Transcribe the entries that follow exactly as they appear, minus pictures.
Data for processing Block Start
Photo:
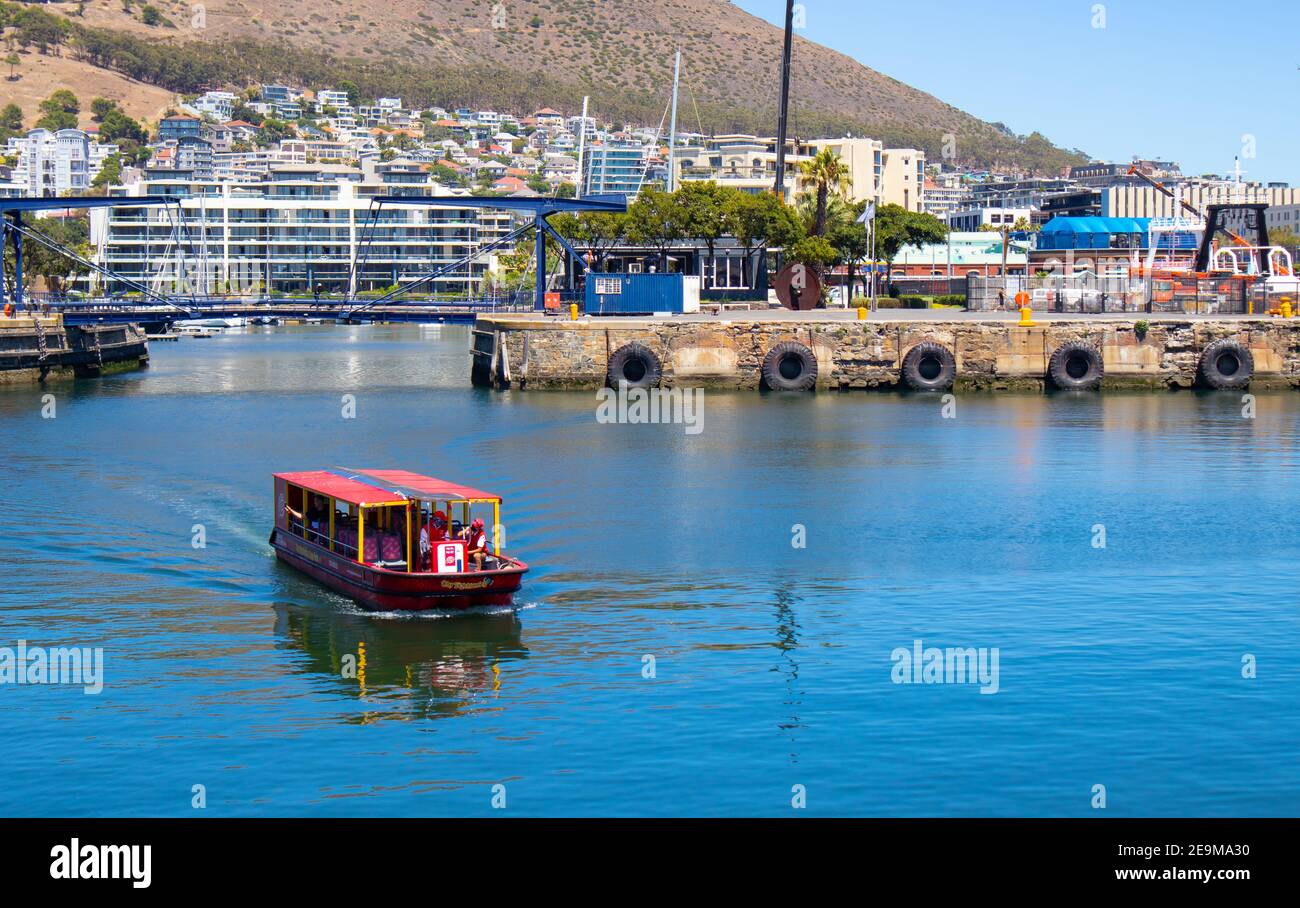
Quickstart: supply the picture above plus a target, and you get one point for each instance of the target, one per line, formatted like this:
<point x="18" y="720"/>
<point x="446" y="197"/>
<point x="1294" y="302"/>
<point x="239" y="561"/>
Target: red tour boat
<point x="391" y="539"/>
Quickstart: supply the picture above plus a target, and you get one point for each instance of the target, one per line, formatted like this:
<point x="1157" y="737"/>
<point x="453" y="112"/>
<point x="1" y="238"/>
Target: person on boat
<point x="433" y="531"/>
<point x="476" y="543"/>
<point x="316" y="518"/>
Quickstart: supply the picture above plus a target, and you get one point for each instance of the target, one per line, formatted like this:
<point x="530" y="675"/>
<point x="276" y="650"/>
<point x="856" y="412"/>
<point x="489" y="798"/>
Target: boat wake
<point x="437" y="614"/>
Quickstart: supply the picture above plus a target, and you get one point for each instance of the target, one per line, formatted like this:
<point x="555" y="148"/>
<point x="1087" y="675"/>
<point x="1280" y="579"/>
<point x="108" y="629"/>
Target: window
<point x="727" y="272"/>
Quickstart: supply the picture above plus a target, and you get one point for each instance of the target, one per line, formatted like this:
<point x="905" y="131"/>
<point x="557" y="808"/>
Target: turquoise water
<point x="772" y="665"/>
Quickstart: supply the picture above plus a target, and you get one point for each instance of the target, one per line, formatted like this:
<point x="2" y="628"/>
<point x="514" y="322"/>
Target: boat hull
<point x="378" y="589"/>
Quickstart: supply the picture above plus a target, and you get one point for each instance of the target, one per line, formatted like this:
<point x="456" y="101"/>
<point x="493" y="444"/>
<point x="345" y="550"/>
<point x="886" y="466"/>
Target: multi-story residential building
<point x="1283" y="217"/>
<point x="614" y="169"/>
<point x="969" y="220"/>
<point x="285" y="103"/>
<point x="56" y="163"/>
<point x="865" y="159"/>
<point x="893" y="176"/>
<point x="332" y="98"/>
<point x="945" y="194"/>
<point x="746" y="163"/>
<point x="178" y="126"/>
<point x="1148" y="202"/>
<point x="576" y="125"/>
<point x="1027" y="193"/>
<point x="546" y="117"/>
<point x="291" y="230"/>
<point x="194" y="155"/>
<point x="216" y="104"/>
<point x="902" y="178"/>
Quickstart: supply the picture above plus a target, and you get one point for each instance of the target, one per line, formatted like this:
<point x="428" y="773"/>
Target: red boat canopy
<point x="342" y="488"/>
<point x="382" y="487"/>
<point x="414" y="485"/>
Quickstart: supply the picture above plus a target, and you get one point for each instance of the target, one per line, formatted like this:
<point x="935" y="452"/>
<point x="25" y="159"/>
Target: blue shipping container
<point x="635" y="294"/>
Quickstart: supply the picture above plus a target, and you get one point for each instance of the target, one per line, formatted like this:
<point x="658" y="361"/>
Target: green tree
<point x="53" y="267"/>
<point x="59" y="111"/>
<point x="596" y="232"/>
<point x="824" y="176"/>
<point x="850" y="241"/>
<point x="655" y="220"/>
<point x="762" y="220"/>
<point x="117" y="126"/>
<point x="1006" y="230"/>
<point x="703" y="211"/>
<point x="99" y="108"/>
<point x="814" y="251"/>
<point x="109" y="173"/>
<point x="896" y="227"/>
<point x="11" y="121"/>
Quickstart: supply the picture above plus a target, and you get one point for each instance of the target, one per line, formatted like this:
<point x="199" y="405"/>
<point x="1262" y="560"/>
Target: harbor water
<point x="715" y="622"/>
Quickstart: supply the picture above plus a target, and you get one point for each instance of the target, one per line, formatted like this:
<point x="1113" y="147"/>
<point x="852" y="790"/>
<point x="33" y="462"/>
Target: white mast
<point x="672" y="122"/>
<point x="581" y="150"/>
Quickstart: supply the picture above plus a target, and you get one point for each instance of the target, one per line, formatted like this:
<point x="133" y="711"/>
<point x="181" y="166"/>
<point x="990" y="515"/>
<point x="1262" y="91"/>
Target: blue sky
<point x="1174" y="80"/>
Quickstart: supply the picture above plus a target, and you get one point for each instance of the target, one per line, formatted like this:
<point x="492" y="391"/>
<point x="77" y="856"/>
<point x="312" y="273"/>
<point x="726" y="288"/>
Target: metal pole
<point x="672" y="122"/>
<point x="874" y="255"/>
<point x="581" y="151"/>
<point x="785" y="100"/>
<point x="949" y="255"/>
<point x="540" y="299"/>
<point x="17" y="260"/>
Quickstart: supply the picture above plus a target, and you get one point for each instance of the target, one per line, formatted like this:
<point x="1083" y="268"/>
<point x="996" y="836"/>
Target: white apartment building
<point x="56" y="163"/>
<point x="217" y="104"/>
<point x="289" y="232"/>
<point x="746" y="163"/>
<point x="895" y="176"/>
<point x="1149" y="202"/>
<point x="969" y="220"/>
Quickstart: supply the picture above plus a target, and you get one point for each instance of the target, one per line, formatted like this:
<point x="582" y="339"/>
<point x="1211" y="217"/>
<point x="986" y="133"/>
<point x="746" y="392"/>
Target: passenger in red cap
<point x="434" y="531"/>
<point x="476" y="544"/>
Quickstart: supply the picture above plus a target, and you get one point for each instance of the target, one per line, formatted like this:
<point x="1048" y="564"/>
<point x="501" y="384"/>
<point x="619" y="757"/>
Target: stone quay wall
<point x="529" y="353"/>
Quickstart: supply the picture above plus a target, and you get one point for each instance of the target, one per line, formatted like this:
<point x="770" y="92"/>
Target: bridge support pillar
<point x="540" y="301"/>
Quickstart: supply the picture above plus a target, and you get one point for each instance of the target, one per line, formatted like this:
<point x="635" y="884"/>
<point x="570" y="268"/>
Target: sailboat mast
<point x="672" y="122"/>
<point x="785" y="99"/>
<point x="581" y="150"/>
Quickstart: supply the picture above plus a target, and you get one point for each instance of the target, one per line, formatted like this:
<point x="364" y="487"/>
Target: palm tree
<point x="826" y="174"/>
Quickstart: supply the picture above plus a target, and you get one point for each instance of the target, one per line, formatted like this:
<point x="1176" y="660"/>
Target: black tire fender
<point x="930" y="367"/>
<point x="1227" y="364"/>
<point x="789" y="367"/>
<point x="1077" y="367"/>
<point x="635" y="364"/>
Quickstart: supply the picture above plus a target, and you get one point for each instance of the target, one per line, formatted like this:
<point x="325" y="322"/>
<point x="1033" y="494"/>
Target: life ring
<point x="789" y="367"/>
<point x="1227" y="364"/>
<point x="928" y="367"/>
<point x="1077" y="367"/>
<point x="636" y="366"/>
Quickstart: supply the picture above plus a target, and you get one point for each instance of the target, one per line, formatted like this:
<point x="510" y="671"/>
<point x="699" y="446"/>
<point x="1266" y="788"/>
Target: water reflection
<point x="425" y="666"/>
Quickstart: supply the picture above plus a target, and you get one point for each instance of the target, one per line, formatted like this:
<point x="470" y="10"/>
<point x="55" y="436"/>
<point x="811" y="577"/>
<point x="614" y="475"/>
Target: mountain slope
<point x="529" y="52"/>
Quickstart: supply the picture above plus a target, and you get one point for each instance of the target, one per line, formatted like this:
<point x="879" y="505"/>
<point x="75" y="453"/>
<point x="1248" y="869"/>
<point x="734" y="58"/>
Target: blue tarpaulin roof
<point x="1097" y="225"/>
<point x="37" y="203"/>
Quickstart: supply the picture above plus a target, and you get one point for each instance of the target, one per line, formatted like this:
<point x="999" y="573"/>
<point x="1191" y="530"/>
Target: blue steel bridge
<point x="150" y="307"/>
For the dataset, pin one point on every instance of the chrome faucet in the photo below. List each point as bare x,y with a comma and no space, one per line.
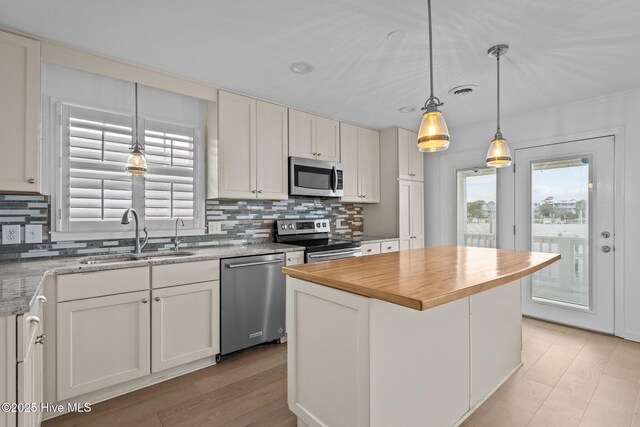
Data for processing Block End
- [Solution]:
Photo:
Quickstart: supply the picture above plus a target, and you get one point for each instance of the target, one per line, formatted like this:
<point x="18" y="720"/>
<point x="446" y="197"/>
<point x="1294" y="302"/>
<point x="239" y="561"/>
Target: red tour boat
<point x="391" y="539"/>
Quickstart: supply the picture above plus a target, and you get one point for each instance of the target, one per line, formatted like this:
<point x="1157" y="737"/>
<point x="453" y="112"/>
<point x="1" y="238"/>
Target: person on boat
<point x="433" y="531"/>
<point x="476" y="543"/>
<point x="316" y="518"/>
Quickstart: supply the picture above plus a target, and you get one point for each instance of the target, one per line, formatted like this:
<point x="530" y="675"/>
<point x="276" y="650"/>
<point x="856" y="412"/>
<point x="489" y="798"/>
Target: boat wake
<point x="437" y="614"/>
Quickstart: supply the picture above plus a target, and you get one point for each instance of the target, one per line, formatted like this:
<point x="555" y="148"/>
<point x="1087" y="675"/>
<point x="1280" y="579"/>
<point x="108" y="629"/>
Target: window
<point x="727" y="272"/>
Quickstart: supply the picture above plus a target, and you get one point for each instance of the target, one per line, formatted like this:
<point x="905" y="131"/>
<point x="557" y="808"/>
Target: turquoise water
<point x="772" y="665"/>
Quickstart: supply the picture above plus a target, and you get one point for each instance of the target, one per line, formatted like this:
<point x="2" y="628"/>
<point x="514" y="322"/>
Target: boat hull
<point x="378" y="589"/>
Quickstart: supply the picture above plus a target, and you get one point for each instance of the target, one per line, formatted like this:
<point x="456" y="101"/>
<point x="493" y="444"/>
<point x="345" y="550"/>
<point x="886" y="466"/>
Target: multi-story residential building
<point x="1283" y="217"/>
<point x="614" y="169"/>
<point x="969" y="220"/>
<point x="285" y="103"/>
<point x="56" y="163"/>
<point x="865" y="159"/>
<point x="893" y="176"/>
<point x="332" y="98"/>
<point x="945" y="194"/>
<point x="746" y="163"/>
<point x="178" y="126"/>
<point x="1148" y="202"/>
<point x="576" y="125"/>
<point x="1027" y="193"/>
<point x="546" y="117"/>
<point x="291" y="230"/>
<point x="194" y="155"/>
<point x="216" y="104"/>
<point x="902" y="178"/>
Quickstart: supply the picture above plus a target, and you get one point for each instance of the target, one per line, formatted like this:
<point x="428" y="773"/>
Target: red boat canopy
<point x="342" y="488"/>
<point x="382" y="487"/>
<point x="414" y="485"/>
Quickstart: supply the picture above plus a target, and you get one point for each instance of the target, one per line, formatted like this:
<point x="935" y="452"/>
<point x="25" y="159"/>
Target: blue shipping container
<point x="635" y="294"/>
Quickstart: supply the picture above plus a target, and you get one point for each instance of the target, one per line, formatted like this:
<point x="658" y="361"/>
Target: green tree
<point x="53" y="267"/>
<point x="59" y="111"/>
<point x="596" y="232"/>
<point x="824" y="176"/>
<point x="850" y="241"/>
<point x="655" y="220"/>
<point x="762" y="220"/>
<point x="117" y="126"/>
<point x="1006" y="230"/>
<point x="703" y="211"/>
<point x="99" y="108"/>
<point x="814" y="251"/>
<point x="109" y="173"/>
<point x="896" y="227"/>
<point x="11" y="121"/>
Quickstart: supply the picture above plus a target, and you get one point for each instance of the target, one per line, formatted like this:
<point x="199" y="405"/>
<point x="1262" y="560"/>
Target: harbor water
<point x="715" y="622"/>
Quickstart: supply the picture above plus a target, and you get one point for each instance of the target, one per line, formatted like this:
<point x="1113" y="147"/>
<point x="852" y="790"/>
<point x="33" y="462"/>
Target: white mast
<point x="672" y="122"/>
<point x="581" y="150"/>
Quickstart: supply the picture above plus a target, and you get one point for each instance of the target, one per line, formatted like this:
<point x="133" y="711"/>
<point x="181" y="166"/>
<point x="990" y="515"/>
<point x="1262" y="91"/>
Target: blue sky
<point x="1174" y="80"/>
Quickstart: supply the picture above plus a target, and you get one point for each instance of the target, one per line, formatted like this:
<point x="492" y="391"/>
<point x="77" y="856"/>
<point x="312" y="273"/>
<point x="726" y="288"/>
Target: metal pole
<point x="672" y="122"/>
<point x="874" y="255"/>
<point x="581" y="151"/>
<point x="785" y="100"/>
<point x="949" y="255"/>
<point x="540" y="299"/>
<point x="17" y="260"/>
Quickstart: supply the picture above plus a target, and you get one point for each instance of the target, one per line, formatted like this:
<point x="1083" y="268"/>
<point x="996" y="836"/>
Target: white apartment building
<point x="56" y="163"/>
<point x="217" y="104"/>
<point x="289" y="232"/>
<point x="746" y="163"/>
<point x="895" y="176"/>
<point x="1149" y="202"/>
<point x="969" y="220"/>
Quickstart: supply the picture above plus a target, and you get one point for each instance of the target, one per line, formatted like this:
<point x="582" y="339"/>
<point x="1211" y="217"/>
<point x="986" y="133"/>
<point x="746" y="392"/>
Target: passenger in red cap
<point x="434" y="531"/>
<point x="476" y="544"/>
Quickstart: supply the picture above plus a target, and you get one point for each instance of the target, one per line, formatted like this:
<point x="1048" y="564"/>
<point x="501" y="384"/>
<point x="619" y="757"/>
Target: stone quay wall
<point x="529" y="353"/>
Quickstart: supply the picture above plus a target, and you get one point for each instance of the target, one per line, formatted like this:
<point x="770" y="92"/>
Target: bridge support pillar
<point x="540" y="301"/>
Quickstart: supply the picture above plus a target, and you get one point for each instance of the target, one per line, formatted like this:
<point x="635" y="884"/>
<point x="570" y="268"/>
Target: sailboat mast
<point x="672" y="122"/>
<point x="785" y="99"/>
<point x="581" y="150"/>
Quickstart: supply the picture above plus a target, and you get one point for each instance of the target, one per line, formatted like this:
<point x="364" y="487"/>
Target: palm tree
<point x="826" y="174"/>
Quickstart: supply the picture above plus a target, and you get one point for each instance of the target, one per line, formatted like this:
<point x="1176" y="660"/>
Target: black tire fender
<point x="930" y="367"/>
<point x="1227" y="364"/>
<point x="789" y="367"/>
<point x="1077" y="367"/>
<point x="635" y="364"/>
Quickstart: supply the picture above plus a target, and you get one point for each instance of the target, one per line, formatted like this:
<point x="325" y="322"/>
<point x="1033" y="494"/>
Target: life ring
<point x="789" y="367"/>
<point x="1227" y="364"/>
<point x="928" y="367"/>
<point x="1077" y="367"/>
<point x="636" y="366"/>
Quickstart: supply the picture above plus a target, and you get one point for each instance of the target, one per line, formatted like this:
<point x="510" y="671"/>
<point x="699" y="446"/>
<point x="1266" y="788"/>
Target: water reflection
<point x="425" y="666"/>
Quickstart: supply the picture above plus a target, and you get one point for each instance of the target, one per line, formatted like this:
<point x="470" y="10"/>
<point x="55" y="436"/>
<point x="811" y="577"/>
<point x="614" y="475"/>
Target: mountain slope
<point x="529" y="52"/>
Quickstart: supply the picture above plus a target, and you get one point for each instance of the target, one per line, formatted like this:
<point x="879" y="505"/>
<point x="75" y="453"/>
<point x="1248" y="869"/>
<point x="734" y="58"/>
Target: blue tarpaulin roof
<point x="1097" y="225"/>
<point x="37" y="203"/>
Quickstart: supply the picture above plus a target, and you get one point for each instance of the target, one per line, formatted like this:
<point x="999" y="573"/>
<point x="1191" y="530"/>
Target: blue steel bridge
<point x="150" y="307"/>
For the dataset, pin one point on every instance of the chrome faucet in the photo below. List each point as bare x,y with a comma and no space, one per line.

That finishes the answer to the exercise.